Seems reasonable.  I have a few minorish changeloggish comments.

We're at v4 and no acks have been gathered?

Dave Chinner Dec. 6, 2018, 10:24 p.m. UTC | #2

On Tue, Dec 04, 2018 at 02:49:31PM -0800, Andrew Morton wrote:
> On Fri, 30 Nov 2018 14:58:08 -0500 Josef Bacik <josef@toxicpanda.com> wrote:
> 
> > Now that we have proper isolation in place with cgroups2 we have started going
> > through and fixing the various priority inversions.  Most are all gone now, but
> > this one is sort of weird since it's not necessarily a priority inversion that
> > happens within the kernel, but rather because of something userspace does.
> > 
> > We have giant applications that we want to protect, and parts of these giant
> > applications do things like watch the system state to determine how healthy the
> > box is for load balancing and such.  This involves running 'ps' or other such
> > utilities.  These utilities will often walk /proc/<pid>/whatever, and these
> > files can sometimes need to down_read(&task->mmap_sem).  Not usually a big deal,
> > but we noticed when we are stress testing that sometimes our protected
> > application has latency spikes trying to get the mmap_sem for tasks that are in
> > lower priority cgroups.
> > 
> > This is because any down_write() on a semaphore essentially turns it into a
> > mutex, so even if we currently have it held for reading, any new readers will
> > not be allowed on to keep from starving the writer.  This is fine, except a
> > lower priority task could be stuck doing IO because it has been throttled to the
> > point that its IO is taking much longer than normal.  But because a higher
> > priority group depends on this completing it is now stuck behind lower priority
> > work.
> > 
> > In order to avoid this particular priority inversion we want to use the existing
> > retry mechanism to stop from holding the mmap_sem at all if we are going to do
> > IO.  This already exists in the read case sort of, but needed to be extended for
> > more than just grabbing the page lock.  With io.latency we throttle at
> > submit_bio() time, so the readahead stuff can block and even page_cache_read can
> > block, so all these paths need to have the mmap_sem dropped.
> > 
> > The other big thing is ->page_mkwrite.  btrfs is particularly shitty here
> > because we have to reserve space for the dirty page, which can be a very
> > expensive operation.  We use the same retry method as the read path, and simply
> > cache the page and verify the page is still setup properly the next pass through
> > ->page_mkwrite().
> 
> Seems reasonable.  I have a few minorish changeloggish comments.
> 
> We're at v4 and no acks have been gathered?

I looked at previous versions and had a bunch of questions and
change requests. I haven't had time to look at this version yet,
but seeing as the page_mkwrite() stuff has been dropped from this
version it isn't useful anymore for solving the problem I had in
mind when reviewing it originally...

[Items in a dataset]

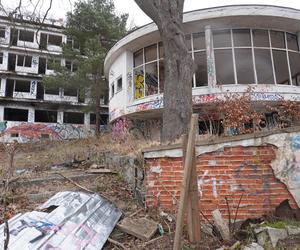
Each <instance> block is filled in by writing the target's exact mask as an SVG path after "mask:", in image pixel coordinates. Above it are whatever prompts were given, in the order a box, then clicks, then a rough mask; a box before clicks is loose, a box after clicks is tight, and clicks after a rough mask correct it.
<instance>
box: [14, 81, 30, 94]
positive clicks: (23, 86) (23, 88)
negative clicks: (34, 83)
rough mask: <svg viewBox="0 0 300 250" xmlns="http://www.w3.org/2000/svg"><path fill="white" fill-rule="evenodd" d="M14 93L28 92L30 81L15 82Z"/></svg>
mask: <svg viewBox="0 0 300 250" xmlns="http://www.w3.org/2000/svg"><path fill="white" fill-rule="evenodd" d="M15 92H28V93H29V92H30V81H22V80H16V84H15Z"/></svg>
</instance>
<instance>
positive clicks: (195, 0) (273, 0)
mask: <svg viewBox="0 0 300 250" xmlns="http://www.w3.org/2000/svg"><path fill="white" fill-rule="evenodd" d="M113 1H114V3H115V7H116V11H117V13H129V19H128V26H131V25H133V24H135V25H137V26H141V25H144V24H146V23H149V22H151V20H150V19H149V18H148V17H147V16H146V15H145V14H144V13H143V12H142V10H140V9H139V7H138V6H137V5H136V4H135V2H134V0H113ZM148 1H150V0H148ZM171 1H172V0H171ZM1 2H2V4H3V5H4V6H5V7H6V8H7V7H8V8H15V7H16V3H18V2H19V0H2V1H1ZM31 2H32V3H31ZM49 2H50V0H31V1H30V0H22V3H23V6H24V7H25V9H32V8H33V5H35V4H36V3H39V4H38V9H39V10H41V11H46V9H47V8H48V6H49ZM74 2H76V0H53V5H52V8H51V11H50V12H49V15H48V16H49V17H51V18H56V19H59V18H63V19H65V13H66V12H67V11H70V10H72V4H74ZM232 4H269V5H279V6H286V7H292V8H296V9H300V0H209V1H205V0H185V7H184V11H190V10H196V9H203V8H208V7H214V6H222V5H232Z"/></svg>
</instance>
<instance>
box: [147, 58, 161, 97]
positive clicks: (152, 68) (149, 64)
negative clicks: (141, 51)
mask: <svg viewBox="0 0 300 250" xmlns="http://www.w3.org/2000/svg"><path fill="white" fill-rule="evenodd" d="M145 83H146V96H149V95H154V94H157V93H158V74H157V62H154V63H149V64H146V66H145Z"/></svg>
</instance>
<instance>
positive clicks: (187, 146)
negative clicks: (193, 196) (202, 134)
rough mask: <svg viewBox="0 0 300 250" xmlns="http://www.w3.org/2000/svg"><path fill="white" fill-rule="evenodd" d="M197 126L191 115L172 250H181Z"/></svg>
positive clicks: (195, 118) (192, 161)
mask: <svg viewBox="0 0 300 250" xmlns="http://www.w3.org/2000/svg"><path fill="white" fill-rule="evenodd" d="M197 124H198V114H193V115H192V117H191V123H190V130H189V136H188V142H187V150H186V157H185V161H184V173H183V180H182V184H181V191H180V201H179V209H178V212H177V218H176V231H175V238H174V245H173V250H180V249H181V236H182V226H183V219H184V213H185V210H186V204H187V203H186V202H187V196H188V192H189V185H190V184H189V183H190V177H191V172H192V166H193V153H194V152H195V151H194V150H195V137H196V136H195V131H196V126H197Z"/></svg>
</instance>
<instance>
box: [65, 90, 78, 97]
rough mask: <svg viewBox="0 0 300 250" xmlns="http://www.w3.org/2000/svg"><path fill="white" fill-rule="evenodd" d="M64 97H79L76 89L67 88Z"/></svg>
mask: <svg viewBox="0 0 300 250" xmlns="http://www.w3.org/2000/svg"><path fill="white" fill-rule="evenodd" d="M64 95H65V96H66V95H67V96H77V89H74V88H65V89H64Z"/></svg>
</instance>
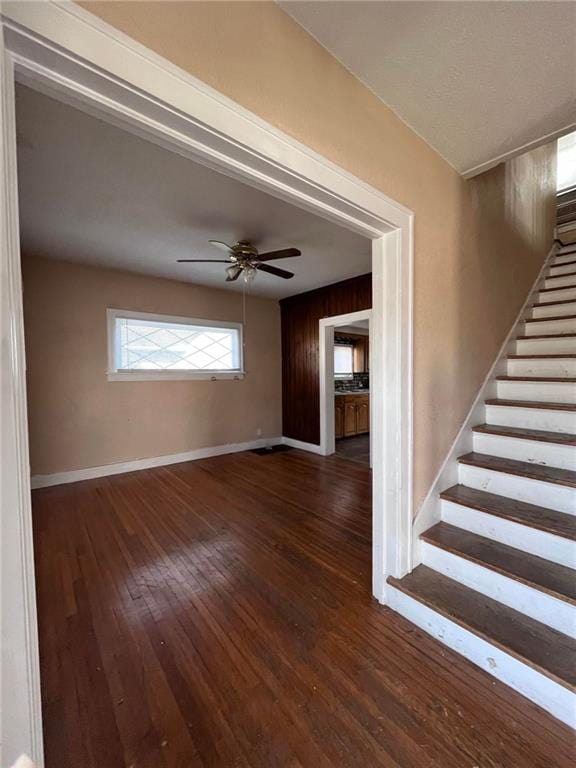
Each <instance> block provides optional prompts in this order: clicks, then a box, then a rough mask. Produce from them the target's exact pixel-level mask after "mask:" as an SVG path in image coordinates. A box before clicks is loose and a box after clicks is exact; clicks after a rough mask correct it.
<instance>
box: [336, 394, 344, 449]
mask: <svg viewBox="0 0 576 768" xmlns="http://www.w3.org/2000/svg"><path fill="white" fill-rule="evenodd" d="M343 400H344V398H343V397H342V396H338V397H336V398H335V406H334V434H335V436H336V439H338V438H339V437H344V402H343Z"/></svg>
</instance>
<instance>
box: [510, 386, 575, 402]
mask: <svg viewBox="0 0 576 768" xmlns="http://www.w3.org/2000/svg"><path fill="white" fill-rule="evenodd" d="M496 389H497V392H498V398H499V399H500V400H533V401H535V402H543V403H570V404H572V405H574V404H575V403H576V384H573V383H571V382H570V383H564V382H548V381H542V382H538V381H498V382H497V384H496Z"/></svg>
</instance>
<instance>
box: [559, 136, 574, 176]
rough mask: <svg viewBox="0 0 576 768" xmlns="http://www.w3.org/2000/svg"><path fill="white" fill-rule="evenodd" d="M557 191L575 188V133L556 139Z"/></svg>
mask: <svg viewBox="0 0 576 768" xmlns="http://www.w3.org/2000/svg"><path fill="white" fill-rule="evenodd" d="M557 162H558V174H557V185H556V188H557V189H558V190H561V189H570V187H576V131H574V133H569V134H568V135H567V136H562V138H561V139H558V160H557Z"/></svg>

==

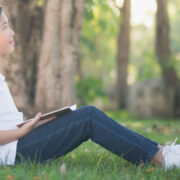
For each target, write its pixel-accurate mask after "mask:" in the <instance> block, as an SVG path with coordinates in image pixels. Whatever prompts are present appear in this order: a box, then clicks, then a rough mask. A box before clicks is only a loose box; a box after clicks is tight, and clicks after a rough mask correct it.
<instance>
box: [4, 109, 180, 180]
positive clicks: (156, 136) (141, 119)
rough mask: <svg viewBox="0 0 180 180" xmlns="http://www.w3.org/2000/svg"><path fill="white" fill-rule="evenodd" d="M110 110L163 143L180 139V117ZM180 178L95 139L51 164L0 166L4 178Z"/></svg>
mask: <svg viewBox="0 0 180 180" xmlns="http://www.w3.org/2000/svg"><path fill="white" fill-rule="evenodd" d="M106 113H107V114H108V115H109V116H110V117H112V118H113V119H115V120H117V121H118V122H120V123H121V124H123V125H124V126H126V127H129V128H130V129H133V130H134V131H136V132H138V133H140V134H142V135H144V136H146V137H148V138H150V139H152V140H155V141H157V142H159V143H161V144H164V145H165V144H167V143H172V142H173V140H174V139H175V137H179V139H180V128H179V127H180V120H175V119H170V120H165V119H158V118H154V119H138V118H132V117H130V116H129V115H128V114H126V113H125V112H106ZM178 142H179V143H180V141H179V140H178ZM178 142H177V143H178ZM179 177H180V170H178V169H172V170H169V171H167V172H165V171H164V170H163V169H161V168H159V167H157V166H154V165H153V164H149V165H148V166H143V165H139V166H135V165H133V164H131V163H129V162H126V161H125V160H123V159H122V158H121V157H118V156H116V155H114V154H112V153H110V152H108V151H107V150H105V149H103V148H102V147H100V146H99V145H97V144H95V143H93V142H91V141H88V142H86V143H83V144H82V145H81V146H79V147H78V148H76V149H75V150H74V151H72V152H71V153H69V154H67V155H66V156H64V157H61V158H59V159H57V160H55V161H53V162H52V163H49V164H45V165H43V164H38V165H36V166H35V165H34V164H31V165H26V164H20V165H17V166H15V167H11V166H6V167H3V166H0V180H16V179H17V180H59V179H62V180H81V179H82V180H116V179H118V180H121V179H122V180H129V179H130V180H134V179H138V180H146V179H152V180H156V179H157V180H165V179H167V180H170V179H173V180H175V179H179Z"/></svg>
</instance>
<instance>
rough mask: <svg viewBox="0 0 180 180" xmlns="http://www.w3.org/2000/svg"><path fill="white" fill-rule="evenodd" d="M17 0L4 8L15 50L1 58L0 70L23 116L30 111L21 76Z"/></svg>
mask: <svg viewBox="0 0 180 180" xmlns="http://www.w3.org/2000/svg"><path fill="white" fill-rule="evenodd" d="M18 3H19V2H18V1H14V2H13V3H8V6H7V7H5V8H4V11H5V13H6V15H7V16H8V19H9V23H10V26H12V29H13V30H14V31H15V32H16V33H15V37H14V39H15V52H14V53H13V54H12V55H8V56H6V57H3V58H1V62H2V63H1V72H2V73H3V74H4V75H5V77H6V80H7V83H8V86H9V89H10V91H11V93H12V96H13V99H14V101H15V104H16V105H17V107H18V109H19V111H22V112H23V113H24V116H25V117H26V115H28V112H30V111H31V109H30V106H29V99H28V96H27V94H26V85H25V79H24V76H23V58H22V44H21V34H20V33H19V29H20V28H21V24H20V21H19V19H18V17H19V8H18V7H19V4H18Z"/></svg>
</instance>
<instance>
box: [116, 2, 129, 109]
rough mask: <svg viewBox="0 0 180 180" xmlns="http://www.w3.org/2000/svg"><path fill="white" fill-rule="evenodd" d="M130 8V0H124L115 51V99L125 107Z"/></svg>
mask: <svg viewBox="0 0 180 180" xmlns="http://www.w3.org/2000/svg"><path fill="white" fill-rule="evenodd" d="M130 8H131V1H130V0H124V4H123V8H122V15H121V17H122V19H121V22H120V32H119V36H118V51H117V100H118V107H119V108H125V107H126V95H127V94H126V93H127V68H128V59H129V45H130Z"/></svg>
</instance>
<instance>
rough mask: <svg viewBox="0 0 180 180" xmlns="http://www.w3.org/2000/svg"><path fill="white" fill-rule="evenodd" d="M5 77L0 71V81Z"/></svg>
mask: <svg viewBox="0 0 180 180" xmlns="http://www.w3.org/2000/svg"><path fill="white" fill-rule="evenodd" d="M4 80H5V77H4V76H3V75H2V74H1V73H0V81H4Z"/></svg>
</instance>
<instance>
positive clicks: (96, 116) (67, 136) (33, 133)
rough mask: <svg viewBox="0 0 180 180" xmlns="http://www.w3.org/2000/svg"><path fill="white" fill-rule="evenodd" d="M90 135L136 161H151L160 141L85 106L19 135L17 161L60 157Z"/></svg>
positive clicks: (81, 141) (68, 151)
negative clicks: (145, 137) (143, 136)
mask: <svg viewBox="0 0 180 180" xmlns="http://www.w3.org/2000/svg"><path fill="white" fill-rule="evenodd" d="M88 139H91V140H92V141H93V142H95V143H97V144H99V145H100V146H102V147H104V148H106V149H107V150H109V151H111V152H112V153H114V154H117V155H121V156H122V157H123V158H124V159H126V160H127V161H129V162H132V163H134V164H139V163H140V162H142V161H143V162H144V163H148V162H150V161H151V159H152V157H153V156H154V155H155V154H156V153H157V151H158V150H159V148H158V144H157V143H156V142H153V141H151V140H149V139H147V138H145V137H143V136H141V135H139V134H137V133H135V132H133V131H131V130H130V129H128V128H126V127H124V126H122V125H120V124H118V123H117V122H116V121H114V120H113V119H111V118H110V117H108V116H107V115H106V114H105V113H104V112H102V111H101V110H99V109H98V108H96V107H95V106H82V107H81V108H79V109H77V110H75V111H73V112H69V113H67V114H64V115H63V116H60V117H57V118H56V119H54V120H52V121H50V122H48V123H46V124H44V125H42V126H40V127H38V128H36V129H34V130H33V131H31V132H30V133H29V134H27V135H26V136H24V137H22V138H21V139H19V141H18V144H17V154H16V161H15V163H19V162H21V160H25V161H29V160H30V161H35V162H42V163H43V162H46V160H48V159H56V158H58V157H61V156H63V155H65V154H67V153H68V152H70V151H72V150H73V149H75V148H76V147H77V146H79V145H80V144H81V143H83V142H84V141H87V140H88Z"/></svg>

What this exercise asks:
1/ According to the mmap_sem excerpt, at what point does io.latency throttle IO?
2/ Name every person identified by name in the mmap_sem excerpt.
Base each answer only on the mmap_sem excerpt.

Responses to the tasks:
1/ It throttles at submit_bio() time.

2/ Dave Chinner, Andrew Morton, Josef Bacik